→ Data
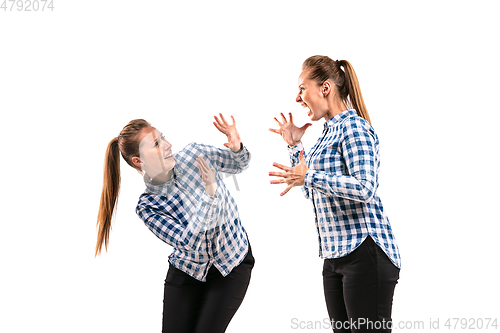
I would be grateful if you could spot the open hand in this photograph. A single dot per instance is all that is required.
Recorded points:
(233, 137)
(292, 176)
(288, 131)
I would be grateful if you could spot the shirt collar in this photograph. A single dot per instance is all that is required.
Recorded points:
(161, 189)
(344, 114)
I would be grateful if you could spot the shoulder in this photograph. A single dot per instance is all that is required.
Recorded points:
(355, 126)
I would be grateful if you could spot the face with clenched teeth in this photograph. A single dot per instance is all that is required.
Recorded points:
(156, 157)
(311, 96)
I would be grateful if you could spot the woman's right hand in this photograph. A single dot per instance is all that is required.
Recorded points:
(207, 176)
(289, 132)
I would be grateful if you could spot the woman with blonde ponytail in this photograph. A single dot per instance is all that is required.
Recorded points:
(340, 176)
(187, 205)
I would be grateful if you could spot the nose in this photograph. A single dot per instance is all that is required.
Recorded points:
(298, 99)
(165, 145)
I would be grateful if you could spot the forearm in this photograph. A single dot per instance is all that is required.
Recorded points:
(347, 187)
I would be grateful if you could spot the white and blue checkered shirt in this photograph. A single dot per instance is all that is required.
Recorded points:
(203, 230)
(342, 182)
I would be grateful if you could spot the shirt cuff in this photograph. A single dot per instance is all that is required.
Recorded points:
(296, 149)
(239, 150)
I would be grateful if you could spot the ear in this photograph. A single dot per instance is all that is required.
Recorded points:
(326, 88)
(137, 161)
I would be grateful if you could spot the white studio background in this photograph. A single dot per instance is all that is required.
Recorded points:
(71, 78)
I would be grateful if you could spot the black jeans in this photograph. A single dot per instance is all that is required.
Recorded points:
(192, 306)
(359, 289)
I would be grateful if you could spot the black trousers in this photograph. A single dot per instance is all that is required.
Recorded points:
(192, 306)
(359, 289)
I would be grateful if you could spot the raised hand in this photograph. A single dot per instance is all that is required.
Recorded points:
(293, 176)
(233, 137)
(207, 176)
(288, 131)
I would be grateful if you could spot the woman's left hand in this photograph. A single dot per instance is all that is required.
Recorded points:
(233, 137)
(293, 176)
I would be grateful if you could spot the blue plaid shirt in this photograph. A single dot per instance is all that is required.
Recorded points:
(203, 230)
(342, 183)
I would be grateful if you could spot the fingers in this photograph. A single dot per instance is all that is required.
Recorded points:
(275, 131)
(283, 117)
(301, 156)
(218, 122)
(305, 126)
(223, 119)
(282, 167)
(219, 127)
(203, 165)
(286, 190)
(279, 174)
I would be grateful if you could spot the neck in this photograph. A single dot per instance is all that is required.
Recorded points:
(163, 178)
(335, 106)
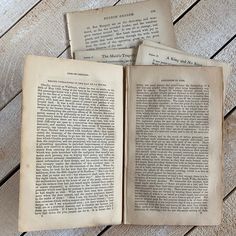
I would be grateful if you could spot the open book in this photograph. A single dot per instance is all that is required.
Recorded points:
(100, 147)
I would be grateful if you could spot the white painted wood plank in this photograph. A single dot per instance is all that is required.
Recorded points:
(207, 27)
(9, 194)
(228, 225)
(180, 6)
(11, 11)
(228, 54)
(42, 32)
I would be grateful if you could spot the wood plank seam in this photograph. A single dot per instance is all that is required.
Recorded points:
(9, 175)
(26, 14)
(225, 198)
(104, 230)
(20, 18)
(186, 11)
(228, 42)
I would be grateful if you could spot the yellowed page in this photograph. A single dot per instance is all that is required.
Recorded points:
(174, 146)
(157, 56)
(121, 26)
(72, 144)
(114, 56)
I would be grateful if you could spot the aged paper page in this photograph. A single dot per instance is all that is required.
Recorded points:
(72, 144)
(121, 26)
(114, 56)
(174, 146)
(151, 43)
(157, 56)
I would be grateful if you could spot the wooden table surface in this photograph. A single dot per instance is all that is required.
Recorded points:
(202, 27)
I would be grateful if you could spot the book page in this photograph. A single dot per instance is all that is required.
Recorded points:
(121, 26)
(173, 166)
(72, 144)
(157, 56)
(114, 56)
(151, 43)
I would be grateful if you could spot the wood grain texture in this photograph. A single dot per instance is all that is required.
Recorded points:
(228, 225)
(180, 6)
(228, 54)
(9, 198)
(10, 119)
(11, 11)
(42, 32)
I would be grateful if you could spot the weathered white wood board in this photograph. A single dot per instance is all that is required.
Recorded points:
(207, 27)
(228, 54)
(228, 225)
(42, 32)
(11, 11)
(9, 199)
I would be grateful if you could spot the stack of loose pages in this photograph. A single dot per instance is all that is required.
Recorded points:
(131, 34)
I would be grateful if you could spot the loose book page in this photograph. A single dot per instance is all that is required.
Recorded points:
(72, 144)
(114, 56)
(121, 26)
(157, 56)
(152, 43)
(174, 152)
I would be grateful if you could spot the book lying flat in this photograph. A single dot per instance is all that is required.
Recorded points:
(121, 26)
(101, 147)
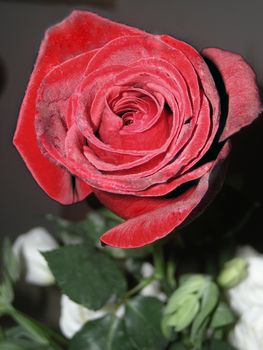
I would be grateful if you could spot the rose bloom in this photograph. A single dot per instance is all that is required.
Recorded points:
(140, 120)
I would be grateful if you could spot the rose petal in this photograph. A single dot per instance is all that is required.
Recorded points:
(78, 33)
(240, 83)
(153, 225)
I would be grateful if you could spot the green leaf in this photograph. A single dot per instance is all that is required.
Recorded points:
(184, 314)
(177, 346)
(107, 333)
(10, 261)
(22, 344)
(208, 303)
(223, 316)
(34, 330)
(86, 275)
(143, 323)
(216, 344)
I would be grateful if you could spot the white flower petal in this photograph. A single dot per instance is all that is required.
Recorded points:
(27, 248)
(73, 316)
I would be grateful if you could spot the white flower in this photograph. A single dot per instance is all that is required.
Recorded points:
(73, 316)
(249, 292)
(248, 333)
(27, 248)
(153, 289)
(247, 300)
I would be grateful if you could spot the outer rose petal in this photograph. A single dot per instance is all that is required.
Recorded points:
(240, 83)
(153, 225)
(78, 33)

→ Task to carry out
Line by line, retype the records above exactly, minus the images.

→ Completed exercise
I would be grateful if you could spot the open hand in this photograph. A single dot per instance is all that is required.
Recorded points:
(233, 137)
(292, 176)
(288, 131)
I would be grateful if you could spot the shirt collar in this photograph. A single dot per instance is all that is required.
Recorded points:
(161, 189)
(344, 114)
I would be grateful if you could spot the shoulder in this photograph. A single dot per instance is all that is required.
Recorded points:
(355, 126)
I would be grateful if you could spot the face with clenched teeth in this photograph. A single dot per instance is all that is required.
Recorded points:
(156, 157)
(311, 96)
I would be grateful if you could spot the woman's right hand in this photograph. A single dot per instance is all that is required.
Recorded points:
(207, 176)
(289, 132)
I would be grateful if you could spot the woman with blonde ponytail in this photograph. A single dot per instance is all that is required.
Recorded points:
(340, 176)
(187, 205)
I would be grateful if you could spot the nose in this photograph. A single dot per instance is all that is required.
Recorded points:
(298, 99)
(165, 145)
I would be grateful if you could spot the forearm in this photograph. A single dot per instance is all that is required.
Recorded points:
(347, 187)
I would be grateful if you could spot the white and blue checkered shirt in this photograph. A single dot per instance is all that is required.
Recorded points:
(203, 230)
(342, 182)
I would be grateful if you could spot the shirt cuff in this photograph. A single dot per instance is all that is required.
Recorded points:
(296, 149)
(239, 150)
I would be grateful if you could spot the ear in this photograph. A single dot per instance is all that is required.
Recorded points:
(326, 88)
(137, 161)
I would be grateful if you could spot the white studio background in this photograph. A single dot per instance is all that is required.
Recorded points:
(71, 78)
I would be grateful if you could spot the black jeans in this photograph. A single dot per instance is all that is required.
Recorded points:
(192, 306)
(359, 289)
I would be grateful if you could spot the black trousers in this photograph. A single dot per instance is all that is required.
Recorded points:
(192, 306)
(359, 289)
I would be grateful if you could spot the raised hand in this photograph. A single dot per instance is all that is required.
Recorded points:
(293, 176)
(233, 137)
(207, 176)
(288, 131)
I would be grateful if you could spot the woman's left hand in this photograph. A single dot per instance is all that is required.
Recorded points:
(233, 137)
(293, 176)
I would be grateful if you could spot the blue plaid shirt in this photograph. A single dot per instance is all that is required.
Recorded points:
(203, 230)
(342, 183)
I would be grateful if you could spot the fingers in this photograph. A single dot per instance is all that is required.
Recorded points:
(275, 131)
(283, 117)
(301, 156)
(218, 122)
(305, 126)
(223, 119)
(282, 167)
(219, 127)
(203, 165)
(286, 190)
(279, 174)
I would be grateful if you could spot the neck in this photograph. A single dot per instance is all that is required.
Recorded points:
(163, 178)
(335, 106)
I would be grateful if you could spot the open book in this photograph. A single dot per instance is all that is required.
Recorded points:
(100, 147)
I would be grateful if you could spot the white painted wood plank in this photograph. A single dot per instance is all that is required.
Recorded points:
(207, 27)
(9, 194)
(228, 225)
(180, 6)
(11, 11)
(228, 54)
(42, 32)
I would be grateful if you could spot the wood plank seam in this photograph. A single dot per instance is all that is required.
Recorded points:
(9, 175)
(26, 14)
(225, 198)
(104, 230)
(20, 18)
(186, 11)
(228, 42)
I would be grateful if you could spot the yellowed page in this photograph. A single dot per instance is all that is required.
Recorded points:
(174, 146)
(157, 56)
(121, 26)
(72, 144)
(114, 56)
I would be grateful if you could spot the aged paper page in this photograph. A single dot per instance is all that is required.
Recorded points:
(72, 144)
(121, 26)
(114, 56)
(174, 146)
(151, 43)
(157, 56)
I would be grateful if you could spot the wooden table surface in this photograph. A single dot per instance is all that is required.
Recorded points:
(202, 27)
I would be grateful if you could spot the book page in this photograph. A single dot per instance is all that is required.
Recorded points:
(121, 26)
(173, 166)
(72, 144)
(157, 56)
(114, 56)
(151, 43)
I would be grateful if you could spot the wood grain texture in this photograph. A single dot per instance is all that is required.
Recorded points:
(228, 225)
(180, 6)
(228, 54)
(9, 198)
(10, 119)
(11, 11)
(42, 32)
I would be grateful if you could spot the weathered white wood board in this photograph. A single dot per instance is all that is required.
Recorded points:
(207, 27)
(228, 54)
(228, 225)
(42, 32)
(11, 11)
(9, 199)
I would be grateful if you could spot the stack of loose pages in this photograph. A single dot per instance is all that is required.
Recorded points:
(131, 34)
I would be grateful if you could spot the loose book page in this photograph. A single dot per instance is all that is required.
Recorded points:
(72, 144)
(114, 56)
(121, 26)
(157, 56)
(152, 43)
(174, 152)
I would be grateful if you could spot the book lying flat in this photograph. A single dot per instance is all that is required.
Recorded points:
(121, 26)
(101, 147)
I would be grateful if you could spot the rose bloom in this photograph. A single dot per instance is all that is required.
Recorded points:
(140, 120)
I would be grateful if you could spot the rose petal in this photograph. A single dot per instance is all that is required.
Recorded points:
(78, 33)
(240, 83)
(153, 225)
I would be grateful if you could spot the green leaf in this photograph. A single dot per instance is all that is required.
Recorded points:
(184, 314)
(177, 346)
(107, 333)
(10, 261)
(22, 344)
(208, 303)
(223, 316)
(34, 330)
(86, 275)
(143, 323)
(216, 344)
I would be grateful if you could spot the white flower petal in this photograph. A single dot per instance is all that is required.
Recorded points:
(27, 248)
(73, 316)
I would be grateful if you could spot the white flower in this photograph. A single dot per instance is all that is required.
Recorded points:
(73, 316)
(249, 292)
(248, 333)
(27, 248)
(153, 289)
(247, 300)
I would be grateful if you could spot the outer rose petal in this photograph. A single dot per instance is all that is required.
Recorded points:
(240, 83)
(153, 225)
(78, 33)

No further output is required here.